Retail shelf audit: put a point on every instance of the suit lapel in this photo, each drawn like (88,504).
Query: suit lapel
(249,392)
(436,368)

- - - -

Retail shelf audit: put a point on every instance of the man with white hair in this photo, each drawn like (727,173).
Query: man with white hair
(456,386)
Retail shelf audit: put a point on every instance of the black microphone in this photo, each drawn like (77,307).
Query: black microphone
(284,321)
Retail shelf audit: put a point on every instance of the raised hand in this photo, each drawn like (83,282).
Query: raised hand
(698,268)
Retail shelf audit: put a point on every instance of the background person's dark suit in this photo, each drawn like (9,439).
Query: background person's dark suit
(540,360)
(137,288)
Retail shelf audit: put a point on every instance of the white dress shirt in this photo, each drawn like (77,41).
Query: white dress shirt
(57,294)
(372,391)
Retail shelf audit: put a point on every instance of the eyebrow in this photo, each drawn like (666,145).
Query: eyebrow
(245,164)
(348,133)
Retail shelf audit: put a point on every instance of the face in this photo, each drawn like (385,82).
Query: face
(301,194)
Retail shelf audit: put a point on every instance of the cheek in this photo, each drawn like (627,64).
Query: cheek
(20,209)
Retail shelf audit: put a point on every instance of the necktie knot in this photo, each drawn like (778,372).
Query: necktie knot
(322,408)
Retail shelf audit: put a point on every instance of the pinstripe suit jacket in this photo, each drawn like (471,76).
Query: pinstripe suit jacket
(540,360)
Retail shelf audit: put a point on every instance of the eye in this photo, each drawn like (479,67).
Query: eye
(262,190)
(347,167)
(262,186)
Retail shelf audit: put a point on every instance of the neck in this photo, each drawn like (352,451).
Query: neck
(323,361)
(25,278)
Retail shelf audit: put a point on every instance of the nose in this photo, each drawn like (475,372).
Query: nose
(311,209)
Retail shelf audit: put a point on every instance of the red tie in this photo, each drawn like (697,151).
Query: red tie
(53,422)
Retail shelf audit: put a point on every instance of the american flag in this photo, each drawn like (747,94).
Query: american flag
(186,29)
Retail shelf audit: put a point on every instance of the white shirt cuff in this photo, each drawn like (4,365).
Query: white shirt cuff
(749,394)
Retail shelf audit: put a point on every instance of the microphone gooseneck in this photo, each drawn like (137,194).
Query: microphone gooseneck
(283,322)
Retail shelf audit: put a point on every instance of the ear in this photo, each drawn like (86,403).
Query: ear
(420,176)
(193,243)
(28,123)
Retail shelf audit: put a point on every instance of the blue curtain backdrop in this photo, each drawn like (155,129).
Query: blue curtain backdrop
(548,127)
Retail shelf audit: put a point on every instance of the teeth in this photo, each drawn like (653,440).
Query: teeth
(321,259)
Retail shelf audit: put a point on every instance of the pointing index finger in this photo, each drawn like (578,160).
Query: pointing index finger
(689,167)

- - - -

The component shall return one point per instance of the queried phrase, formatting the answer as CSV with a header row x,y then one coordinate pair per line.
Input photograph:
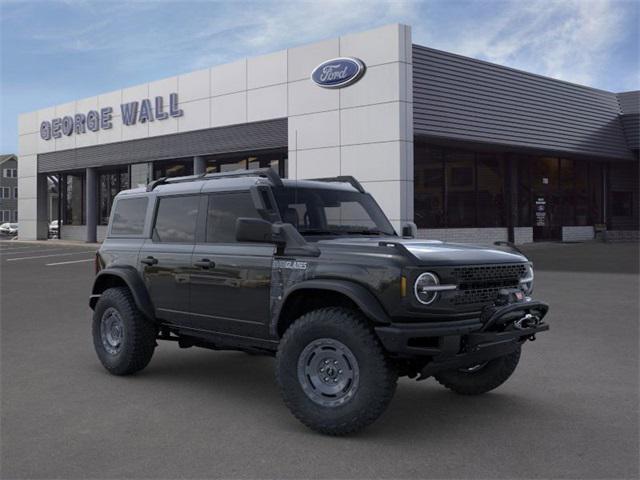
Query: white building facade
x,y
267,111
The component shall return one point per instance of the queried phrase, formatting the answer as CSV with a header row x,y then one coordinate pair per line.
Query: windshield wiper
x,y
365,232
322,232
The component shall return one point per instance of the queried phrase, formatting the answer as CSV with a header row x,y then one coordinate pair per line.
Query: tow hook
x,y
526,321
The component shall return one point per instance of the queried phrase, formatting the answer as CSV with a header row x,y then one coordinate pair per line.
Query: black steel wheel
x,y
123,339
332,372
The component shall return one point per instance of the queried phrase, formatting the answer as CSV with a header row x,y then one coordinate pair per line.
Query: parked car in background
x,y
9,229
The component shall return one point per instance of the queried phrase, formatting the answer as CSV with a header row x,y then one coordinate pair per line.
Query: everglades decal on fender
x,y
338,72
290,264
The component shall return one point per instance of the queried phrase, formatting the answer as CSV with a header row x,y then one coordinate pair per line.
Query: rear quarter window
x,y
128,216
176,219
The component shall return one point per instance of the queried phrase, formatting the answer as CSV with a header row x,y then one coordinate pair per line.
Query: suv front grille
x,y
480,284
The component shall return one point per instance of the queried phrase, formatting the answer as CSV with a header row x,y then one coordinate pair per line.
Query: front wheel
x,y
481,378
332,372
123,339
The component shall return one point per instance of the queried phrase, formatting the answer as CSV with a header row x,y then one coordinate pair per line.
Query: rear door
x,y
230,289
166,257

- - - -

GOAL:
How many lines in the records above contain the word "cheek"? Reply with only the number.

RESPONSE TO THE EXERCISE:
2